To be done :: Write out the records verbatim, beginning with the line that contains "Pinpoint puddle on" and continuing through the line that contains "0;507;79;565", both of those lines included.

[Box-labeled dataset extracts]
-------

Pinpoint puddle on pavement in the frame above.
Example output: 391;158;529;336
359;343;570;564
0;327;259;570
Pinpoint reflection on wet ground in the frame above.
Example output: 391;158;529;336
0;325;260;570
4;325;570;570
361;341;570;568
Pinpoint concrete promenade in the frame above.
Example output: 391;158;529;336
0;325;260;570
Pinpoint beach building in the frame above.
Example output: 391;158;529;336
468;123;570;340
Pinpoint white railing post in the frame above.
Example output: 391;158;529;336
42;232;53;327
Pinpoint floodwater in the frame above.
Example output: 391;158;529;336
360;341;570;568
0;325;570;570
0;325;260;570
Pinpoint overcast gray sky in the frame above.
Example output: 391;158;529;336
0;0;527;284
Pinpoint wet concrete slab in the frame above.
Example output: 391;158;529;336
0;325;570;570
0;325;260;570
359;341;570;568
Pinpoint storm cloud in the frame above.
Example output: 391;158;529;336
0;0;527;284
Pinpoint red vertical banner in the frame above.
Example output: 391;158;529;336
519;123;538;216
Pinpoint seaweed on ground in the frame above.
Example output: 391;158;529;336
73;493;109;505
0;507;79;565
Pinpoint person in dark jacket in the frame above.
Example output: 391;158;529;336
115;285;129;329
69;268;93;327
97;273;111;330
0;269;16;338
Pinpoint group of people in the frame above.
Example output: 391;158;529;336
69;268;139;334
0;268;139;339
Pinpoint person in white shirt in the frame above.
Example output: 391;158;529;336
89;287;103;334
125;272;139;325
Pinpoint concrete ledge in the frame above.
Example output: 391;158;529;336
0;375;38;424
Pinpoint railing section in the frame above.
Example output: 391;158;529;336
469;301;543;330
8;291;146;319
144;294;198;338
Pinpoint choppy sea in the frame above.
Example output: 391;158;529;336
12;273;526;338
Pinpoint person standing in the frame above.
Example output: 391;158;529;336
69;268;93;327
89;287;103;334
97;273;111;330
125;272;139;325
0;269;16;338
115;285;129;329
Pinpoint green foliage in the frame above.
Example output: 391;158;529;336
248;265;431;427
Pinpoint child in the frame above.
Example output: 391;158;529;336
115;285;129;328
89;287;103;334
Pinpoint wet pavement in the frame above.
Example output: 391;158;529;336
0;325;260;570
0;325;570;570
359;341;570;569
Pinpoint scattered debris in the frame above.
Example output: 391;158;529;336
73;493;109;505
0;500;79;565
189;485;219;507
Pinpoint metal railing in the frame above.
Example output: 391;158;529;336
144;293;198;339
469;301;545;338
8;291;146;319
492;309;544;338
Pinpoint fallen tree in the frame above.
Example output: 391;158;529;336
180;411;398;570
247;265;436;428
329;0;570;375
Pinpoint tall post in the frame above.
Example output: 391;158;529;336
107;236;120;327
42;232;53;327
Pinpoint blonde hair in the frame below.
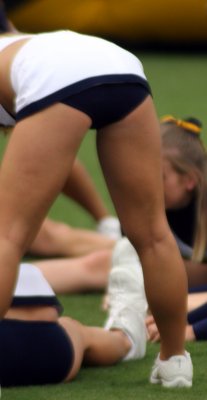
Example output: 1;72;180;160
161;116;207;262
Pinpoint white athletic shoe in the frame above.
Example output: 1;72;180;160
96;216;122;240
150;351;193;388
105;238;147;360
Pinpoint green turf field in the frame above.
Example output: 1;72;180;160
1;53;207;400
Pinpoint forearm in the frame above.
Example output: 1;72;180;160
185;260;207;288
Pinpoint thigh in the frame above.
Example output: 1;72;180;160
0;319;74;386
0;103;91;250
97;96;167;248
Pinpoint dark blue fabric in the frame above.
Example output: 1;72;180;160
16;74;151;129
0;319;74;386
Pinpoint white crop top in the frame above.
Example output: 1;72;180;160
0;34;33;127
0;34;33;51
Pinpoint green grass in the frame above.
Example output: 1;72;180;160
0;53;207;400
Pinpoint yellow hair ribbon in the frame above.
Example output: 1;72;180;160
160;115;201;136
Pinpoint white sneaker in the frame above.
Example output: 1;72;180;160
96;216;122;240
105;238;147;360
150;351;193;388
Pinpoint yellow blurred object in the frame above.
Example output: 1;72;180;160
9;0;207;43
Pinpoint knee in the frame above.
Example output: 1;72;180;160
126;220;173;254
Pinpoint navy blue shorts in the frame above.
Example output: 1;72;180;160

-------

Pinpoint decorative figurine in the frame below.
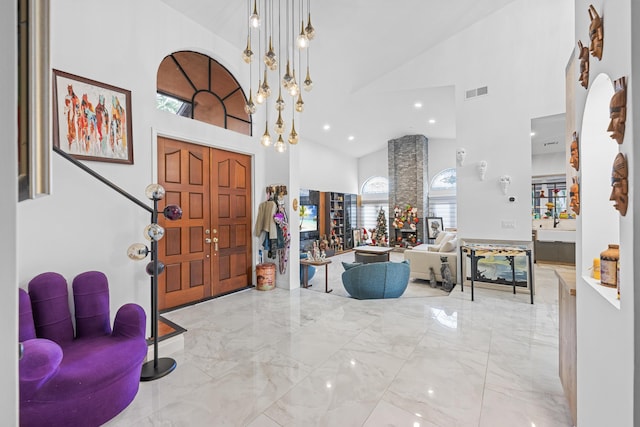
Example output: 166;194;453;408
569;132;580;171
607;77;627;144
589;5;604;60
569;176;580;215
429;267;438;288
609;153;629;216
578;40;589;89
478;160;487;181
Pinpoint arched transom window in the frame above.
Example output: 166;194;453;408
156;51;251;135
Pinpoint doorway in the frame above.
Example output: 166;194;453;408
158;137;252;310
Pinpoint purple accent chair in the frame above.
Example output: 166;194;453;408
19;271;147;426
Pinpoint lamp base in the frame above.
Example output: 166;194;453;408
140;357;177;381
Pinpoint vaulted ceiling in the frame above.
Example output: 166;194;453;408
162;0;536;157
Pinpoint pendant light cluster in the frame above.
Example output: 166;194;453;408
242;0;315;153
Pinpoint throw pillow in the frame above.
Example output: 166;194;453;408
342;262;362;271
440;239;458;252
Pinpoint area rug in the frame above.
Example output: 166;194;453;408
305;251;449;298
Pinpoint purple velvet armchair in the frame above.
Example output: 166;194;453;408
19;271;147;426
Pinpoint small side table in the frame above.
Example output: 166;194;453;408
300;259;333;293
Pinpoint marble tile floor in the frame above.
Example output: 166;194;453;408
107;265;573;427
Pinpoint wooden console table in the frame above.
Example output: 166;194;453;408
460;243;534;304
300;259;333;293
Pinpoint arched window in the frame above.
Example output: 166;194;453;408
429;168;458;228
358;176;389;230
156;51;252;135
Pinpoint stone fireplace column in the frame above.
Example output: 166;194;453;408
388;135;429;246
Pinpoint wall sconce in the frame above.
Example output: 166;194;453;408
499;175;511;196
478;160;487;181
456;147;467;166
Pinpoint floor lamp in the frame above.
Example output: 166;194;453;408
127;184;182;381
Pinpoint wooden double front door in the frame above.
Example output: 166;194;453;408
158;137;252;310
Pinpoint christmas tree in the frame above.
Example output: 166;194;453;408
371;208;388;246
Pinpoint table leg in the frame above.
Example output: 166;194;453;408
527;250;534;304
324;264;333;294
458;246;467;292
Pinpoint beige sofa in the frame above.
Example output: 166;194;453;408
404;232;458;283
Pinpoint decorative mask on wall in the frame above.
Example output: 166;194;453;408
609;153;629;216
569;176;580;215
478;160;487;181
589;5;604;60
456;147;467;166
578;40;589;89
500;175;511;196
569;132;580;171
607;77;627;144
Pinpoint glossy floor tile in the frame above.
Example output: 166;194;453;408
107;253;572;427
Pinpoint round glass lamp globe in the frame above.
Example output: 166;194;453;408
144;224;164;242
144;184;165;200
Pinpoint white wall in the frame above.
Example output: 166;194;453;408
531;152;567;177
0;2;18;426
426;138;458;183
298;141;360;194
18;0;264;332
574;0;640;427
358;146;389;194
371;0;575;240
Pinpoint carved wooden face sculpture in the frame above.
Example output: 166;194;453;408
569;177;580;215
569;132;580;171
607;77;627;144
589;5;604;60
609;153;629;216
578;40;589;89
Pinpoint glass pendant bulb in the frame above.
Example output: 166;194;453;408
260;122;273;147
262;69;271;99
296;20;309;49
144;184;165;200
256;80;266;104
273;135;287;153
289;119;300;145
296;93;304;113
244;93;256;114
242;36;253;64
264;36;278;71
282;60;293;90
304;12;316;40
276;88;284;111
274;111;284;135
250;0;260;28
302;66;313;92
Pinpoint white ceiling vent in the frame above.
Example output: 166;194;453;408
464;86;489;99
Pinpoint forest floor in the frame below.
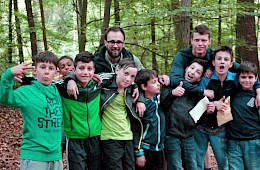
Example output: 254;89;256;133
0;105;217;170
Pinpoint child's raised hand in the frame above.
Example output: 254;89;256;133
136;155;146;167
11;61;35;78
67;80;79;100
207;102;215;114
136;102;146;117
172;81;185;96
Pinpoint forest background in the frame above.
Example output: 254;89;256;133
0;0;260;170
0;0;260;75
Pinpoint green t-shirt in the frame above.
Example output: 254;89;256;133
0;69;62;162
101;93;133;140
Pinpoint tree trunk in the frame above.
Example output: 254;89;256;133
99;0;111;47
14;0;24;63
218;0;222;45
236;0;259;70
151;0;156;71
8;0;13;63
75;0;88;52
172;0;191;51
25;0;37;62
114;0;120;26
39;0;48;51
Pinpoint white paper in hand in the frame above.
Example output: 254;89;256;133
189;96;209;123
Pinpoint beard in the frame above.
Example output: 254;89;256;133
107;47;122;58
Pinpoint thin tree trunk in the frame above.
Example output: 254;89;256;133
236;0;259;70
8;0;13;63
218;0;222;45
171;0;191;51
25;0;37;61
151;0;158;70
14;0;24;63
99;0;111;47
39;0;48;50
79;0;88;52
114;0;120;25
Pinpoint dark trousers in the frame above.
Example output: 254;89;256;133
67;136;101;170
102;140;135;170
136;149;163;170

-------

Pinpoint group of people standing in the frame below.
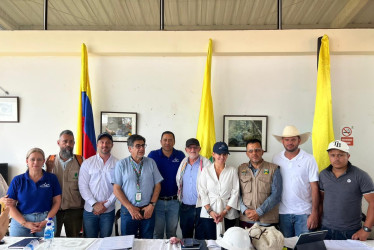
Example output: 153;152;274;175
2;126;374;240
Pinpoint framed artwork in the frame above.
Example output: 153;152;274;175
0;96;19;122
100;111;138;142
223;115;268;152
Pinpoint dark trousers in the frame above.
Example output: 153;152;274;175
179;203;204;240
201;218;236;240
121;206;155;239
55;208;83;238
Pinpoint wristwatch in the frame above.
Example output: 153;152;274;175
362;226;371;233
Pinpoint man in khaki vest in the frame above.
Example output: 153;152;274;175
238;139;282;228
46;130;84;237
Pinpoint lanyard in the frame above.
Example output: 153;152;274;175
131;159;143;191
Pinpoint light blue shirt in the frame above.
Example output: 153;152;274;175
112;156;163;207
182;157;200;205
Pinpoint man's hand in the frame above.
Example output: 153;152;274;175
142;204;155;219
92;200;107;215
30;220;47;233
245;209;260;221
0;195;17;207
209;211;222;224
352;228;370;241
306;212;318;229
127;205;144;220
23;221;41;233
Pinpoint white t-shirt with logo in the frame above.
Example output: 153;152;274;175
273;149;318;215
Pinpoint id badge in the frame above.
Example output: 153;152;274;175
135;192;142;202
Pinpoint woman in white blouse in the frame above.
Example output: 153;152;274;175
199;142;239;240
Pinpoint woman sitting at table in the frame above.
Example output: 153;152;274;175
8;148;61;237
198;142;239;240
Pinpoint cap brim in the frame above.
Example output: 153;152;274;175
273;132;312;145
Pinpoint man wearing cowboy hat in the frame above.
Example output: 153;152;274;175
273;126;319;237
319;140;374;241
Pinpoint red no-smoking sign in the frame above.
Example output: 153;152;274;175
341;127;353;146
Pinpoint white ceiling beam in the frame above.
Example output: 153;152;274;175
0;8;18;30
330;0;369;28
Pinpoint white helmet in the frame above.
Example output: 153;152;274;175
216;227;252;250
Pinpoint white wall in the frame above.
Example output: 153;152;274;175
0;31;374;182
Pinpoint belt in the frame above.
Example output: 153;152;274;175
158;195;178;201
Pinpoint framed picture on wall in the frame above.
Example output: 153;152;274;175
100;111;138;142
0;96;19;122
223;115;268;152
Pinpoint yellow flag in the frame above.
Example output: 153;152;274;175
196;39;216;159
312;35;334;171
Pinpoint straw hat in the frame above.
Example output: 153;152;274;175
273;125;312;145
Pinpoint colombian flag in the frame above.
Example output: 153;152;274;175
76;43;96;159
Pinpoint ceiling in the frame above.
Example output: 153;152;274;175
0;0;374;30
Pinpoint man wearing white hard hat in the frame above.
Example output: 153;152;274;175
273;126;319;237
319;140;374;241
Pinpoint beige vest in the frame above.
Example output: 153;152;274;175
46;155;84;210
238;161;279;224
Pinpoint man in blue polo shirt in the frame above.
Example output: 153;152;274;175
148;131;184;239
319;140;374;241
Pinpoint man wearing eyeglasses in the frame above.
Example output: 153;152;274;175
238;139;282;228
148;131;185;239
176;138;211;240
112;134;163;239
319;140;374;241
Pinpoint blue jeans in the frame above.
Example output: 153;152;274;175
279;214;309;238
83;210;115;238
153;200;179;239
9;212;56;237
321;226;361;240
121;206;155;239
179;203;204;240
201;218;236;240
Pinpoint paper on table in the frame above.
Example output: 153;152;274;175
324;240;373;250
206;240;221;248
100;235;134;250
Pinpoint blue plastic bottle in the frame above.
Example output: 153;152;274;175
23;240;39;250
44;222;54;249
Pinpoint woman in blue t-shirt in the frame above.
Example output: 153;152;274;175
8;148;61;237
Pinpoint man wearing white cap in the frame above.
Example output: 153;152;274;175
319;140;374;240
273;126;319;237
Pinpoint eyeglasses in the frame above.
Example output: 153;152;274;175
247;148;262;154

-------

Solution for this problem ::
Pinpoint puddle on pavement in the frame above.
Example output: 391;158;529;336
359;343;570;564
0;327;259;570
Pinpoint reflection on wet ground in the frame above.
Example output: 391;158;529;336
0;325;260;570
4;325;570;570
361;341;570;568
Pinpoint concrete promenade in the frame above.
Example output: 391;158;529;336
0;325;260;570
Pinpoint beach building in the frame above.
Example output: 391;158;529;336
468;123;570;340
Pinpoint white railing post in the frame above.
Example output: 391;158;529;336
42;232;53;327
Pinpoint floodwater in the frame above.
Example output: 391;158;529;336
360;341;570;568
0;325;570;570
0;325;260;570
Pinpoint overcast gray sky in the frame above.
Example output: 391;158;529;336
0;0;527;284
Pinpoint wet concrete slab in the frame above.
Example output: 391;158;529;336
0;325;570;570
0;325;260;570
359;341;570;568
Pinpoint storm cloud in the frame above.
Example output: 391;158;529;336
0;0;527;284
Pinpoint red vertical banner in the frame above.
Example output: 391;158;529;336
519;123;538;216
Pinpoint seaweed on ground in the frame above.
Example output: 391;158;529;336
73;493;109;505
0;507;79;565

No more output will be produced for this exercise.